§ AIM OF THE EXERCISE: Rewrite the data below from the line containing "Would you mind pointing out the house" up to and including the final line, requests included, and shift each coordinate in the answers by adding 77 to every number. Give only those lines.

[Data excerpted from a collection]

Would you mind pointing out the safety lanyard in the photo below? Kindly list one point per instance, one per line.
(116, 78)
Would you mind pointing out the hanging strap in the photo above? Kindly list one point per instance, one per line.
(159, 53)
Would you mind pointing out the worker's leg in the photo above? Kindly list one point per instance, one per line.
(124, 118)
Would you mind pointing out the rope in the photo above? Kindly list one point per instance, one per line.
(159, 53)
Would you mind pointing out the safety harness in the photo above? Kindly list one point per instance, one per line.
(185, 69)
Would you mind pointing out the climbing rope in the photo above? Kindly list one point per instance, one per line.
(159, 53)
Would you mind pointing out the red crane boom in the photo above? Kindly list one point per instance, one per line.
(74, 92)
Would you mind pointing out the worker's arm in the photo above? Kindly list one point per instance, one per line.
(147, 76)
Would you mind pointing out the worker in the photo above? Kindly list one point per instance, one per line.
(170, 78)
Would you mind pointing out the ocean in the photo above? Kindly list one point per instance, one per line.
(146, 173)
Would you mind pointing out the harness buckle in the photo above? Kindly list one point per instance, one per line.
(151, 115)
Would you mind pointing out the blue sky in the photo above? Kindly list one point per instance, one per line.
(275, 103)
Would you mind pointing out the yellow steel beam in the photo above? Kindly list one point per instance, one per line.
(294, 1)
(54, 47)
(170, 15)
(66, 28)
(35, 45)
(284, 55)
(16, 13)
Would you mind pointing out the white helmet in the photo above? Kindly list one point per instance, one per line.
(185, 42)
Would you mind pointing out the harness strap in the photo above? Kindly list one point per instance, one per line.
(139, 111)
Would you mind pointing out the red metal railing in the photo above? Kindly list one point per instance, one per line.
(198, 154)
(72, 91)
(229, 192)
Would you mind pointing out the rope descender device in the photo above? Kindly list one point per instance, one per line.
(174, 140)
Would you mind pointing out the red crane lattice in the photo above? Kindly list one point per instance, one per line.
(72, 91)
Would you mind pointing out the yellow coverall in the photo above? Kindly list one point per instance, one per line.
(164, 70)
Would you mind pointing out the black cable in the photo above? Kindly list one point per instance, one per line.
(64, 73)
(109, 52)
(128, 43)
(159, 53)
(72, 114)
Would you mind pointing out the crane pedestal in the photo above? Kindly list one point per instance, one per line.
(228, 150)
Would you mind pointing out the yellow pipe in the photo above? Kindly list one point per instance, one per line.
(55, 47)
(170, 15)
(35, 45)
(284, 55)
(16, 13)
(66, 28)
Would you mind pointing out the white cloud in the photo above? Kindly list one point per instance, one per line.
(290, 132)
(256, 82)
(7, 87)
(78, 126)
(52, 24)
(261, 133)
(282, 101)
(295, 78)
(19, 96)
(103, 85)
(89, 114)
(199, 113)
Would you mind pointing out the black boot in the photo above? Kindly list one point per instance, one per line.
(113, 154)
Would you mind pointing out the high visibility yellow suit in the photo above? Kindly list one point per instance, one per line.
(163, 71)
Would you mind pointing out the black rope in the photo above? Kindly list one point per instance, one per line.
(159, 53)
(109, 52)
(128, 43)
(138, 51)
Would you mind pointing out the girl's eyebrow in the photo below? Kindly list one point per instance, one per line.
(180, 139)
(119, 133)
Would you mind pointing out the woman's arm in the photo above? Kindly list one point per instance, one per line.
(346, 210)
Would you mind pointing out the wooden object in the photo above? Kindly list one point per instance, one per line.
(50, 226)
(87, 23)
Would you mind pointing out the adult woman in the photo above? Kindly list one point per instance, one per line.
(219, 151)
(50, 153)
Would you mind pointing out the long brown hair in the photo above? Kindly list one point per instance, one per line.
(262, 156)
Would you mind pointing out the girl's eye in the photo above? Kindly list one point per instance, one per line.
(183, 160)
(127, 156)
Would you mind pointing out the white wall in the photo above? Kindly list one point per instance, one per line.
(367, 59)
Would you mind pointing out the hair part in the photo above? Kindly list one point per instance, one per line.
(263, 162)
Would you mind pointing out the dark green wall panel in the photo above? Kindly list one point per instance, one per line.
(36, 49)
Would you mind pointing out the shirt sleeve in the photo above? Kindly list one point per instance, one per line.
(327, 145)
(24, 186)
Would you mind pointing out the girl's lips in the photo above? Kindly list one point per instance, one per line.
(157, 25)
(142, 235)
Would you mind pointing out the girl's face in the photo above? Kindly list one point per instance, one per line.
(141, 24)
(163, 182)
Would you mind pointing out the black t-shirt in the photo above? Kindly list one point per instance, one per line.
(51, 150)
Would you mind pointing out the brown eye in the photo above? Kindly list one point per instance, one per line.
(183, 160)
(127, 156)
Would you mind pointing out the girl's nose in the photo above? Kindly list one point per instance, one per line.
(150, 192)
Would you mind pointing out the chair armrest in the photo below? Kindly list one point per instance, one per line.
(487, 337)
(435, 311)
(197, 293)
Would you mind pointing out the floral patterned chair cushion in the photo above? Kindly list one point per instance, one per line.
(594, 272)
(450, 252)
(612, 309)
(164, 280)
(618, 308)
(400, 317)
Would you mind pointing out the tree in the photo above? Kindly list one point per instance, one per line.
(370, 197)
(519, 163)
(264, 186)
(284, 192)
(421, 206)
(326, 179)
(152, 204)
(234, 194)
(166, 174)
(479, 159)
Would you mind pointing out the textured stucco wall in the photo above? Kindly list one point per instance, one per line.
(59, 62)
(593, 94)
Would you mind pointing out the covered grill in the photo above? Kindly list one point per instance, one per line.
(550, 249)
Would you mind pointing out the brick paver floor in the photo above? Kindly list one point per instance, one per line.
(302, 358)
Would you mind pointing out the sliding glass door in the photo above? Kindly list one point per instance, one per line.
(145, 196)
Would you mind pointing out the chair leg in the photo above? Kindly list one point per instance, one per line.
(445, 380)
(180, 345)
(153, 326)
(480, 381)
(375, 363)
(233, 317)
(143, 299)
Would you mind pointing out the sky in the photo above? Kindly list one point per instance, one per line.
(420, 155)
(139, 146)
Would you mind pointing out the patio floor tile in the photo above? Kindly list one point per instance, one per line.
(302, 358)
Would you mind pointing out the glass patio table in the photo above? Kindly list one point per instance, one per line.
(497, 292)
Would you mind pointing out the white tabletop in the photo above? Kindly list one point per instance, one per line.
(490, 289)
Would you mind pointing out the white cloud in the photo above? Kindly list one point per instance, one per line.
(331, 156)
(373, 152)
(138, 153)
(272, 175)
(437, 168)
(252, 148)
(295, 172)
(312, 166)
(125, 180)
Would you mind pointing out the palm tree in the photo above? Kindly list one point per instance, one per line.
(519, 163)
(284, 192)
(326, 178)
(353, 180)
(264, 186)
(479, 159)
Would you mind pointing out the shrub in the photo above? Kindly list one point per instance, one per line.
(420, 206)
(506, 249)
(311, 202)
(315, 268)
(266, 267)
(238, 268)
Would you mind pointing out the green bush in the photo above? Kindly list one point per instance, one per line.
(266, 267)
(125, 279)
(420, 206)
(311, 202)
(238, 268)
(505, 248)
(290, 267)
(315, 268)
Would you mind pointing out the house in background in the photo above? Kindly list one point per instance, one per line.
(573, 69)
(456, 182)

§ FULL OUTPUT:
Would you mind pointing out the house in background in the photo above? Kindly list one point per instance, one per line.
(650, 146)
(533, 259)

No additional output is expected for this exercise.